* DOCUMENT TEXT

How is the datta formed?

2019-05-23 07:36:00 -07:00 · 2019-05-23 07:36:00 -07:00 · 1c7d067798
parent 6b240867b3
commit 1c7d067798
1 changed files with 129 additions and 0 deletions
--- a/_posts/2019-05-23-jenkins-usage-stats.md
+++ b/_posts/2019-05-23-jenkins-usage-stats.md
@ -0,0 +1,129 @@
+---
+layout: post
+title: "How Jenkins usage statistics work"
+tags:
+- jenkins
+- cdf
+---
+
+For years the Jenkins project has published anonymous usage statistics to
+[stats.jenkins.io](http://stats.jenkins.io).  Despite its warts, the system has
+ultimately proven useful for determining which plugins are most frequently
+installed, big coarse-grained changes in growth, and providing various
+marketing departments with the validation they so desperately crave.  Like many
+of the tucked away corners of the Jenkins project, being an infrastructure
+maintainer affords me an understanding of how the system works, and sometimes
+doesn't. As I promised to the [CDF](https://cd.foundation) Technical Oversight
+Committee many weeks ago, in this post I will attempt to describe how this
+system works.

* ACTIONS TO TAKE
- 1) In the Jenkins usage statistics post:
(a) To which website has the Jenkins project published anonymous usage statistics?
(b) How many lines does the commit add?
(c) To which committee did the author promise a description of the system?
- 2) Extend the post on how Jenkins usage statistics work, picking up right after its final sentence.

* Pointing records
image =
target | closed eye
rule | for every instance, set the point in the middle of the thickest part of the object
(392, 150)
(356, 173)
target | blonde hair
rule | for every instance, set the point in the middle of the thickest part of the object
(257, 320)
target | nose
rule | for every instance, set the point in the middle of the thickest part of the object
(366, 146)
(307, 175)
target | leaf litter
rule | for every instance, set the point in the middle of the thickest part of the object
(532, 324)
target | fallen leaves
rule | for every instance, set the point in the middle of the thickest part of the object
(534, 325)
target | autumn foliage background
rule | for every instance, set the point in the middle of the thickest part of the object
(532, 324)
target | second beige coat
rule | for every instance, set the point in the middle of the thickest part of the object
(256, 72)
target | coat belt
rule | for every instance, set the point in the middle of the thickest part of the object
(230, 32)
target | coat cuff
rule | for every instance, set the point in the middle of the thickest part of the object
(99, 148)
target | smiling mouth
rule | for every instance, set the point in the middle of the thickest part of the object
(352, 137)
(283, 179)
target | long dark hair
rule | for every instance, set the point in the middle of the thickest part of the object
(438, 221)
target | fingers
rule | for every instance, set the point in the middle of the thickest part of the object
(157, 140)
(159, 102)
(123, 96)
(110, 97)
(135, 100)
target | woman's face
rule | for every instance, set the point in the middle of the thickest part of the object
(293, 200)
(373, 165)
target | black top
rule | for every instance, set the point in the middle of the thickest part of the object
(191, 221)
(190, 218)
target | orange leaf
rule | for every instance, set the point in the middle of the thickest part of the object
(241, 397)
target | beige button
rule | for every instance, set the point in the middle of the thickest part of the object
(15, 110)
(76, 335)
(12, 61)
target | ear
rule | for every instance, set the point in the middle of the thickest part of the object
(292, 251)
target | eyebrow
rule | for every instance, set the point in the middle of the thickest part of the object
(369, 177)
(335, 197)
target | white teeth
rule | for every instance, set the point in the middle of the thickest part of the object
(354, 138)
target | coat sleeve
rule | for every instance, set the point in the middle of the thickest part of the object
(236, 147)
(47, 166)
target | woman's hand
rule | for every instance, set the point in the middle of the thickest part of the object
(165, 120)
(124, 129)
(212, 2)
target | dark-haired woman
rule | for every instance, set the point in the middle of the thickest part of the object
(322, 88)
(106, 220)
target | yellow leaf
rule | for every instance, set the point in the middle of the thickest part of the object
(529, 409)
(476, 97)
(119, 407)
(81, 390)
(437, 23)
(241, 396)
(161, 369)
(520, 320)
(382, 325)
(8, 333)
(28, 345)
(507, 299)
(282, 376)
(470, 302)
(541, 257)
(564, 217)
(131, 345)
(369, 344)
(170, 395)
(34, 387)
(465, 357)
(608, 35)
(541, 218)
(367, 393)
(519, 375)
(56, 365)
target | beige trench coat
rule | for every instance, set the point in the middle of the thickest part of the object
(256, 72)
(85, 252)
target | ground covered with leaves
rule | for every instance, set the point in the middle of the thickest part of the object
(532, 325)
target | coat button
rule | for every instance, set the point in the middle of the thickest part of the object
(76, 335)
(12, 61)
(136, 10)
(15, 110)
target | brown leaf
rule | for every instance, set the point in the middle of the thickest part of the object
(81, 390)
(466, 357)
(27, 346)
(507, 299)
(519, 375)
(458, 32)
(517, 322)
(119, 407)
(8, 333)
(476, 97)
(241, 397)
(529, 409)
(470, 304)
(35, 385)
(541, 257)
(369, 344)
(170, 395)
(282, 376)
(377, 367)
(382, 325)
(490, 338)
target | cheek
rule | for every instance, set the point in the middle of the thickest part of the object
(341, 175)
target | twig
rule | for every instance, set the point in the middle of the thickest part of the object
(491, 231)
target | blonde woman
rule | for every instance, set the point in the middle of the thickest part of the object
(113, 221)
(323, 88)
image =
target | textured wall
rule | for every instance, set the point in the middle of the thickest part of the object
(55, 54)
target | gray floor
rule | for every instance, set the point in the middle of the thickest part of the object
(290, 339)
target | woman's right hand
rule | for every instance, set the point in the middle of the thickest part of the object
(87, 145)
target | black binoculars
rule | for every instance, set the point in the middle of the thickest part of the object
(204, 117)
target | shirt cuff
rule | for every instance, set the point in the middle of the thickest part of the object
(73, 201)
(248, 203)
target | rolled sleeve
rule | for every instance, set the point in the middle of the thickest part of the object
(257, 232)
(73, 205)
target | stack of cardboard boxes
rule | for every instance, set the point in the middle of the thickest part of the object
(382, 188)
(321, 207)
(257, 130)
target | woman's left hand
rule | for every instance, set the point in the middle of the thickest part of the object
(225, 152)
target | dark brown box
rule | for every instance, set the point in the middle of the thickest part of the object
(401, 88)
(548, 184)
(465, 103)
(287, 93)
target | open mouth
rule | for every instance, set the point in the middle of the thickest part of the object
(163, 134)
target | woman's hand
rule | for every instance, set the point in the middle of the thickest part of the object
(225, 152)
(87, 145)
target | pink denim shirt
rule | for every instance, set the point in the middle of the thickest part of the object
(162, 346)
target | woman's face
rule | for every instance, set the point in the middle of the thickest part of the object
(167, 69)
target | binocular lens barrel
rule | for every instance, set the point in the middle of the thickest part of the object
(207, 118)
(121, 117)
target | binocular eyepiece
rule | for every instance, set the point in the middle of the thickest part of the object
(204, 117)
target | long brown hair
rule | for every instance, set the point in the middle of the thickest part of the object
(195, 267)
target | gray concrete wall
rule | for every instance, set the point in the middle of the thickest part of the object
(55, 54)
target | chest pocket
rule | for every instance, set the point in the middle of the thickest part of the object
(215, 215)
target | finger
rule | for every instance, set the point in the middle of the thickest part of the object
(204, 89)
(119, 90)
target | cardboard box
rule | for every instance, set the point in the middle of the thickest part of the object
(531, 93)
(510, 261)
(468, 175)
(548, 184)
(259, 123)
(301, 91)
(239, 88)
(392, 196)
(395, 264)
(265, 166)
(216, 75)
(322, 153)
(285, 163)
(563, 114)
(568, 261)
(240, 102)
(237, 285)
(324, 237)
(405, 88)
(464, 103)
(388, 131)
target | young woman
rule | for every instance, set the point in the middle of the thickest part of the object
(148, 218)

* ANSWERS FOR THIS EXERCISE
- 1)
(a) stats.jenkins.io
(b) 129
(c) The CDF Technical Oversight Committee

- 2)
+
+Buckle up, it's about to get messy.
+
+
+The party starts in Jenkins core, with
+[UsageStatistics.java](https://github.com/jenkinsci/jenkins/blob/master/core/src/main/java/hudson/model/UsageStatistics.java)
+which is responsible for collecting and sending statistics, assuming the
+administrator has not opted out. This data includes items like what the current
+installed Jenkins core version is, how many executors have been configured, the
+plugins installed, and a few other things. This information we don't consider
+anonymized by default, and take efforts to encrypt the data before it is sent
+to a backend server.  When this was first developed, daemons like Jenkins were
+not expected to contact outside services for any reason and as such it was much
+more common for corporate firewalls to block outgoing traffic from Jenkins
+instances. The clever workaround put into place was to generate the usage
+statistics payload, and then to periodically add it to a user's web page. The
+presumption being that while the server might not be able to access
+`jenkins-ci.org`, it was unlikely that a user's web browser would restrict the
+HTTP request. For reasons that escape me, this was all done via an HTTP `GET`
+request, which also means the encrypted statistics payload must be base-64
+encoded in order to pass properly in the query string of the request.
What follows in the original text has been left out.